+++ RECORD SET +++

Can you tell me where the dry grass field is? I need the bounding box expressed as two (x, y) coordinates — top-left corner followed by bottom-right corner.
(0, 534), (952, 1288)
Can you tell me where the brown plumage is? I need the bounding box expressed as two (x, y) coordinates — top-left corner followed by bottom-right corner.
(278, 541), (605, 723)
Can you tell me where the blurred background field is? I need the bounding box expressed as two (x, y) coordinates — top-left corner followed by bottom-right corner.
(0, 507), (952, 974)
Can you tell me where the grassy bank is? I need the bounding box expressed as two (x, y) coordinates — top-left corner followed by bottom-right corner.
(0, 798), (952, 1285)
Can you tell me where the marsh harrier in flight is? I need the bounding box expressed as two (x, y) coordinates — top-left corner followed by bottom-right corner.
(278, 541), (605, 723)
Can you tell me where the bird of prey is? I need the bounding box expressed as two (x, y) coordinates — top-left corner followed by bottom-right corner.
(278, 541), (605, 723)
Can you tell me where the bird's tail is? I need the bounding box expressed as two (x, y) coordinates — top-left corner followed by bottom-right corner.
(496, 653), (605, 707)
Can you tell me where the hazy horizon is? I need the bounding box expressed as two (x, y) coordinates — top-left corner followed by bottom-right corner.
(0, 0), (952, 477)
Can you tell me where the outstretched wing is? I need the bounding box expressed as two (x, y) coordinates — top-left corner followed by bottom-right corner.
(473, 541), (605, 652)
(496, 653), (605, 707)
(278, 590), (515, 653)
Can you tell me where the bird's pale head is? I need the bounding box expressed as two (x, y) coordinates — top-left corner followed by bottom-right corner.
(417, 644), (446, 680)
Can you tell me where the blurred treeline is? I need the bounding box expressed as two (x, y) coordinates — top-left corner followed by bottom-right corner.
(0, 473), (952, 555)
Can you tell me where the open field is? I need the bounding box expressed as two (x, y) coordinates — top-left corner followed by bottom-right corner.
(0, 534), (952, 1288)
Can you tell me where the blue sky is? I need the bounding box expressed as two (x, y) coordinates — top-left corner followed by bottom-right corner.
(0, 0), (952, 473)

+++

SET PROBLEM: Copy every line above word for word.

WRITTEN RESPONSE:
Can you tell me where the dry grass field is? I need the bounding box expressed as two (x, y) coordinates — top-left corner followed by bottom-right corner.
(0, 534), (952, 1288)
Can you tell me where the brown plumage is? I need the bounding box expressed as two (x, y) coordinates — top-left corner followed by bottom-right corner.
(278, 541), (605, 723)
Can you tell me where the blurred background field is? I need the bounding box expressed as two (x, y) coordinates — top-left corner followed by bottom-right corner.
(0, 507), (952, 974)
Can you tell me where the grassy bank is? I need the bounding box expressed as two (x, y) coordinates — top-left corner followed by bottom-right corner.
(0, 798), (952, 1285)
Can you tell me where the marsh harrier in flight is? I need the bounding box expressed as two (x, y) coordinates — top-left corner followed by bottom-right corner.
(278, 541), (605, 723)
Can you tell me where the bird of prey is? I need the bounding box expressed as two (x, y) coordinates — top-left corner followed by bottom-right corner.
(278, 541), (605, 723)
Can you tell me where the bird's tail is? I need the bounding box expressed as two (x, y) coordinates — top-left corner followed by bottom-right corner.
(496, 653), (605, 707)
Can you tell me where the hazy horizon is? I need the bounding box expressed as two (x, y) coordinates — top-left corner followed by bottom-right corner.
(0, 0), (952, 477)
Can you tell me where the outstretched wing is? I need the bounding box expressed as two (x, y) coordinates — top-left corner followed by bottom-right corner.
(473, 541), (605, 652)
(496, 653), (605, 707)
(278, 590), (515, 653)
Can you tell me where the bird's pale head is? I need the bounding box expressed as two (x, y) coordinates — top-left corner followed by bottom-right corner.
(417, 644), (446, 680)
Can you tell me where the blurred treeline is? I need the bounding box expressed as two (x, y) coordinates — top-left corner followed by bottom-right corner.
(0, 473), (952, 555)
Can you tell me where the open field is? I need the bounding box expressed as two (x, y) coordinates — top-left corner followed by bottom-right corner.
(0, 534), (952, 1288)
Can you tell me where the blue sky is? I need the bounding box expressed as two (x, y) coordinates — top-left corner followed by bottom-right corner.
(0, 0), (952, 473)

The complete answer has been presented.